WORK TO COMPLETE: No line before the one containing "distant mountain ridge." is to be output; retype exactly that line and all lines that follow it to the end of the records.

########

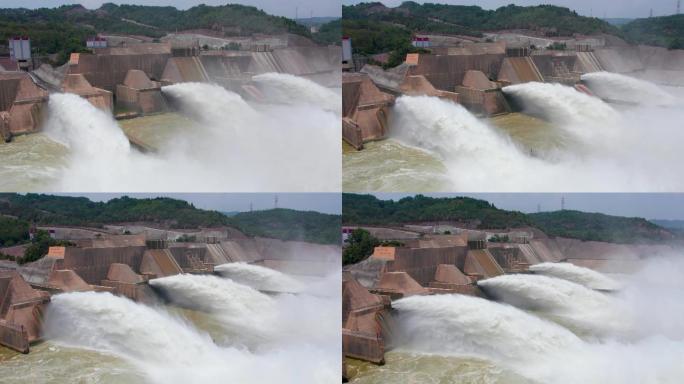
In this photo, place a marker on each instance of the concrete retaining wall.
(14, 337)
(447, 71)
(92, 264)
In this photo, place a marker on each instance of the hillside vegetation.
(284, 224)
(391, 28)
(64, 29)
(368, 210)
(288, 224)
(80, 211)
(665, 31)
(599, 227)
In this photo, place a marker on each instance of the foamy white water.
(465, 325)
(604, 149)
(169, 350)
(238, 306)
(235, 146)
(568, 303)
(259, 277)
(621, 87)
(284, 88)
(543, 352)
(580, 275)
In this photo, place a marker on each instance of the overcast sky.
(287, 8)
(229, 202)
(650, 206)
(601, 8)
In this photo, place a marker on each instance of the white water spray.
(234, 146)
(238, 306)
(615, 86)
(652, 354)
(586, 116)
(580, 275)
(465, 325)
(289, 89)
(169, 350)
(604, 150)
(259, 277)
(573, 305)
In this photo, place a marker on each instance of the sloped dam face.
(216, 132)
(547, 327)
(214, 330)
(621, 139)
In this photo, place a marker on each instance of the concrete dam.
(150, 112)
(512, 126)
(434, 308)
(94, 311)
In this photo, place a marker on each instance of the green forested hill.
(64, 29)
(369, 210)
(284, 224)
(288, 224)
(79, 211)
(410, 17)
(599, 227)
(664, 31)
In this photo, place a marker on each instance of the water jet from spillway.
(209, 155)
(572, 305)
(457, 324)
(580, 275)
(170, 350)
(238, 306)
(258, 277)
(618, 87)
(289, 89)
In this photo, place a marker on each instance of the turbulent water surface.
(204, 147)
(543, 329)
(563, 140)
(216, 331)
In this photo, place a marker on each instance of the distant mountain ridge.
(369, 210)
(283, 224)
(376, 28)
(64, 29)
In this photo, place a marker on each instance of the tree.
(40, 245)
(360, 245)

########

EXERCISE SOLUTION:
In this photo, place a marker on each instance of the distant mountain ridge.
(369, 210)
(283, 224)
(376, 28)
(64, 29)
In this photo, place a marker on each instance of the tree.
(40, 245)
(360, 245)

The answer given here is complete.